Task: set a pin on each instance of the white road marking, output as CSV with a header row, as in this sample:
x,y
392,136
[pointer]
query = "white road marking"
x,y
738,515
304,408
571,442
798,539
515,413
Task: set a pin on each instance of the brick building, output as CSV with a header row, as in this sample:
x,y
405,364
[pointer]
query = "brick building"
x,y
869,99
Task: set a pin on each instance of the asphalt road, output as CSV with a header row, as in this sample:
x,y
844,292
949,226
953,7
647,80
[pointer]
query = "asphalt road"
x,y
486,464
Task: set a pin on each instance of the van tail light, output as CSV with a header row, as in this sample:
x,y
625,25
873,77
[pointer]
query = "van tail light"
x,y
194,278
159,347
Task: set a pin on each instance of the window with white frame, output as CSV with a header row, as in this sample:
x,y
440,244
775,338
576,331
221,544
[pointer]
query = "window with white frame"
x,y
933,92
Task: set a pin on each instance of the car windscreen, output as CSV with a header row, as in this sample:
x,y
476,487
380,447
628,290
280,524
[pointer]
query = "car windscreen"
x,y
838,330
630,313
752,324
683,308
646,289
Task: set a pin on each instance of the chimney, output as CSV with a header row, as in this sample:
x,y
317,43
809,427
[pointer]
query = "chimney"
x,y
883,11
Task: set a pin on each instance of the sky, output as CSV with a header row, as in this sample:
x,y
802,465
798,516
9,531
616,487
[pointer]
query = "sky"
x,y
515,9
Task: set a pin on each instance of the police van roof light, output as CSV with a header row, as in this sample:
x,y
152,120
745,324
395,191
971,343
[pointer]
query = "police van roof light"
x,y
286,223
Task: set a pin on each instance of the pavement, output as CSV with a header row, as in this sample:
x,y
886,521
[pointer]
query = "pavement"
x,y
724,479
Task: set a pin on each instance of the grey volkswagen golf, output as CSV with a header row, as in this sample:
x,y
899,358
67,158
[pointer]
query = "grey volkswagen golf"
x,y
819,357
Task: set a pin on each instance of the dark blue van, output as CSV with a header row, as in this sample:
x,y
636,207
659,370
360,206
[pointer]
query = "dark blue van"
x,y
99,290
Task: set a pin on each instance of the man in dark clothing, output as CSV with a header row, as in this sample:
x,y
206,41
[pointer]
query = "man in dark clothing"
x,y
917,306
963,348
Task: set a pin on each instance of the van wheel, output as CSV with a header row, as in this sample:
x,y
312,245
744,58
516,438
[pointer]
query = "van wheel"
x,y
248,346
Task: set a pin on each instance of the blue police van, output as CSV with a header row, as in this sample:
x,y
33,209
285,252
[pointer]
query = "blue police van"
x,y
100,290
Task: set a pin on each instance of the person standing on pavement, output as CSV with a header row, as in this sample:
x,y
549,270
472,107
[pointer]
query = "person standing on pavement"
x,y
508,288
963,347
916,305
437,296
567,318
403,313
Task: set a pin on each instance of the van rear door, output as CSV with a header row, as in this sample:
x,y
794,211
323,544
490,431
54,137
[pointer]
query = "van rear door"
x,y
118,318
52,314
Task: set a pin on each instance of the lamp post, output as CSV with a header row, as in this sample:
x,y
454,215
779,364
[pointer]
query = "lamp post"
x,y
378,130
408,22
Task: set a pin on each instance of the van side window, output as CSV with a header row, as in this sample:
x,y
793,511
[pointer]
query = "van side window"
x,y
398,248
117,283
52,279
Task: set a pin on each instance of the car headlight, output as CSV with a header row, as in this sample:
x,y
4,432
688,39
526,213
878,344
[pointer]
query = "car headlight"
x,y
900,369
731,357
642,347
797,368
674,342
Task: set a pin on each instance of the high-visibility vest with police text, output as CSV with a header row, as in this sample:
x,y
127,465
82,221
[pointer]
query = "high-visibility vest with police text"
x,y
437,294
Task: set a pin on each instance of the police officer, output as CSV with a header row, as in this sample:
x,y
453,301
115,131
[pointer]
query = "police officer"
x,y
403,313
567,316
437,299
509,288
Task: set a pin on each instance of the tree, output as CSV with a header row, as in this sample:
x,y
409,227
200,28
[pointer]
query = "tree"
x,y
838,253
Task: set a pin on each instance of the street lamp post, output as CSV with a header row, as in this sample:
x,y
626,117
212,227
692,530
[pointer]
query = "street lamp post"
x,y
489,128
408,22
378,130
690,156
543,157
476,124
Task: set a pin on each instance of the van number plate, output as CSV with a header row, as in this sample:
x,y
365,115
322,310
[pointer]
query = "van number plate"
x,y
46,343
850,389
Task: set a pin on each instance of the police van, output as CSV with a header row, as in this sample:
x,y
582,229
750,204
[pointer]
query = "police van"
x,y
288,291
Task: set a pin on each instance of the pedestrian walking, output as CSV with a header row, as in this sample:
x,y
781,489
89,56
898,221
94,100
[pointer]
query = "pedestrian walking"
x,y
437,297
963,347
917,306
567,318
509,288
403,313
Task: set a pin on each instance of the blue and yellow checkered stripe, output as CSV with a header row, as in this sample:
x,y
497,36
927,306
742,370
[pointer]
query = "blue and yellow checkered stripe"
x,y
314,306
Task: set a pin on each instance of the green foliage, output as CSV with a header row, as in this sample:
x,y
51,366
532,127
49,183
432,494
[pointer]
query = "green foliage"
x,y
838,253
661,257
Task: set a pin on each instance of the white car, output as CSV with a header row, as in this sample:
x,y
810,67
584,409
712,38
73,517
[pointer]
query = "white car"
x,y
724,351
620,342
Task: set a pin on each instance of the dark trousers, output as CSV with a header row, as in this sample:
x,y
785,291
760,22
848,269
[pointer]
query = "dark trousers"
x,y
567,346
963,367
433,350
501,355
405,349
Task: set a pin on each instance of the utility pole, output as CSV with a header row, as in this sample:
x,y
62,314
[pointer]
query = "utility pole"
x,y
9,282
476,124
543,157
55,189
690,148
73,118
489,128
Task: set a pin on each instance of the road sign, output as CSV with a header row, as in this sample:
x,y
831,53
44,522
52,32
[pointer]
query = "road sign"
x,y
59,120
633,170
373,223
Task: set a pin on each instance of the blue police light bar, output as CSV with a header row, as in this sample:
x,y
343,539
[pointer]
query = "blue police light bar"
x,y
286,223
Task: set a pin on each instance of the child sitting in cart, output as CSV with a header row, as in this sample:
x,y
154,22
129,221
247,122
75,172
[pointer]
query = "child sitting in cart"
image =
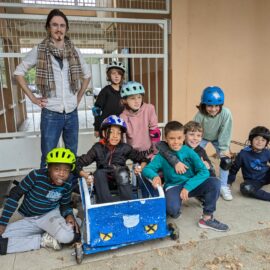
x,y
48,218
110,155
195,182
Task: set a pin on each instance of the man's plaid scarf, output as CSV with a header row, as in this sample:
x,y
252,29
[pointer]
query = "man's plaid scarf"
x,y
45,80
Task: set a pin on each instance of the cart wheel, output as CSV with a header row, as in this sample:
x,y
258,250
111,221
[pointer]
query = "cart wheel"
x,y
173,230
78,253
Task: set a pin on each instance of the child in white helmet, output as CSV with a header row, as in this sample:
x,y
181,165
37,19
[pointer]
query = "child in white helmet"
x,y
110,155
109,101
216,121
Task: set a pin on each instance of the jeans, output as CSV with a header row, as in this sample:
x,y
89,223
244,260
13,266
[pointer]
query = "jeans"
x,y
251,188
52,125
25,234
223,175
209,190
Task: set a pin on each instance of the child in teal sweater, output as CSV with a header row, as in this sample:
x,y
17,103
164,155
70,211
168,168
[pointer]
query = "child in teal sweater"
x,y
195,182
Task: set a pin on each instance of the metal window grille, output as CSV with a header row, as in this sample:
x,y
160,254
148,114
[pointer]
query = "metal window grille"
x,y
130,6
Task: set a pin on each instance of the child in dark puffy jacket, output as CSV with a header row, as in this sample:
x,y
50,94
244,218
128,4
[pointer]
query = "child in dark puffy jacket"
x,y
254,160
108,101
110,155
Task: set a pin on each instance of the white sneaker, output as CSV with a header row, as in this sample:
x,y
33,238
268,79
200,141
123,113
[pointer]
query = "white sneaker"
x,y
226,193
48,241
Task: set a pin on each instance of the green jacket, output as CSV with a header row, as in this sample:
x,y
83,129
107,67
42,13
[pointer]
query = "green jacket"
x,y
196,173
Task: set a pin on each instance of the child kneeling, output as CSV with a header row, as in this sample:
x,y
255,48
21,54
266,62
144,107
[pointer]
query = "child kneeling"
x,y
253,161
48,217
195,182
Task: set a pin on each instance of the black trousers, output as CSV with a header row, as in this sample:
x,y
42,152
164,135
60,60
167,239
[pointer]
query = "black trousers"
x,y
104,179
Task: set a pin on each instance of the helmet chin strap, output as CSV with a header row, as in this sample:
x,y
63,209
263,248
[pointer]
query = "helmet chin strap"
x,y
133,109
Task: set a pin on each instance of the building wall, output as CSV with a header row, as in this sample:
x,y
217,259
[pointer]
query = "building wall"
x,y
224,43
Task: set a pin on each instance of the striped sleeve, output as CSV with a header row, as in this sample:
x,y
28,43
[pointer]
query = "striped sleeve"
x,y
65,203
13,199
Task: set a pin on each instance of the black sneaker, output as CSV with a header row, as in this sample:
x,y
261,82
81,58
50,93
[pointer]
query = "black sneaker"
x,y
213,224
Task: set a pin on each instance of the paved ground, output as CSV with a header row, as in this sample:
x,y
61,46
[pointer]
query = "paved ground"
x,y
247,218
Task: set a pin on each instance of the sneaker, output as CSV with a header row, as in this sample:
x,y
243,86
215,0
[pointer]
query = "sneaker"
x,y
48,241
226,193
213,224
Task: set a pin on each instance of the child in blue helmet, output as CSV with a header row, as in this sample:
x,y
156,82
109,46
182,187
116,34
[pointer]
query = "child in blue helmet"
x,y
216,121
109,101
253,161
110,155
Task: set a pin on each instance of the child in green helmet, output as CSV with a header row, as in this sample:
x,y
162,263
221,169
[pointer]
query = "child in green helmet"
x,y
47,215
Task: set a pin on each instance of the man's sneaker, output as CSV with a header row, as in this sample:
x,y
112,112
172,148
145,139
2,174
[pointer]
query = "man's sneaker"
x,y
226,193
213,224
48,241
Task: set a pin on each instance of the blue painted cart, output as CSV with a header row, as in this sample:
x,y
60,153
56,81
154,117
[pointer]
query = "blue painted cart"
x,y
113,225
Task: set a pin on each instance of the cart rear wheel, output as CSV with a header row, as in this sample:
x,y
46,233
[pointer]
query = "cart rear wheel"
x,y
79,253
174,231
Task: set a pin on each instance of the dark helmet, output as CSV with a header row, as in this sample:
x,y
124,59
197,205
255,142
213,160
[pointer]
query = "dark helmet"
x,y
259,131
113,120
212,95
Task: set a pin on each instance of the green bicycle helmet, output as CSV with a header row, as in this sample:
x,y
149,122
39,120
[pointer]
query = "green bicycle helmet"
x,y
61,155
131,88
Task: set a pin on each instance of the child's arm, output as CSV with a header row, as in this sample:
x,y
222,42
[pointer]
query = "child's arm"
x,y
13,199
85,160
154,131
201,173
100,103
207,162
225,133
164,150
151,170
234,169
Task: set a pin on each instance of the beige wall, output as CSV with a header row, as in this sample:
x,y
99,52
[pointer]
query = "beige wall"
x,y
224,43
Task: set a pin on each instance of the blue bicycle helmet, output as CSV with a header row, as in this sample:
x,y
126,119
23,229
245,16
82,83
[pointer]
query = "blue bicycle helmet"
x,y
131,88
113,120
212,95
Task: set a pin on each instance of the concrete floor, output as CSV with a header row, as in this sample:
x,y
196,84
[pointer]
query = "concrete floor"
x,y
241,214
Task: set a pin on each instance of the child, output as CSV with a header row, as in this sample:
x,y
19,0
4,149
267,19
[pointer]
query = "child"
x,y
111,154
253,161
48,218
141,118
109,101
193,137
194,182
142,126
216,121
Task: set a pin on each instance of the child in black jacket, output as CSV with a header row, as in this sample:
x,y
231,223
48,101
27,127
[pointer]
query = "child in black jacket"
x,y
253,161
110,155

Directive: Repeat the lines from the one containing "Task: set a pin on each instance of the blue bicycle" through the end of the listing, exactly and without any other lines; both ends are included.

The output:
Task: set a pin on each instance of the blue bicycle helmet, output as CSV with a header row, as in this sample:
x,y
126,119
23,229
245,16
82,83
[pointer]
query = "blue bicycle helmet"
x,y
131,88
113,120
212,95
Task: set a pin on each instance of the concrete floor, output as CSV with a header row, as in this sample:
x,y
196,84
[pointer]
query = "concrete floor"
x,y
241,214
Task: set a pin on each instance of the child, output as CSV with a header row, as in this sample:
x,y
19,0
4,149
267,19
[pointer]
query = "child"
x,y
111,154
253,161
48,218
141,118
109,101
193,137
194,182
142,126
216,121
Task: set a pin on each instance of the child in black jacket, output as CSV with a header row, as in this sample:
x,y
231,223
48,101
27,127
[pointer]
query = "child in black jacket"
x,y
253,161
110,155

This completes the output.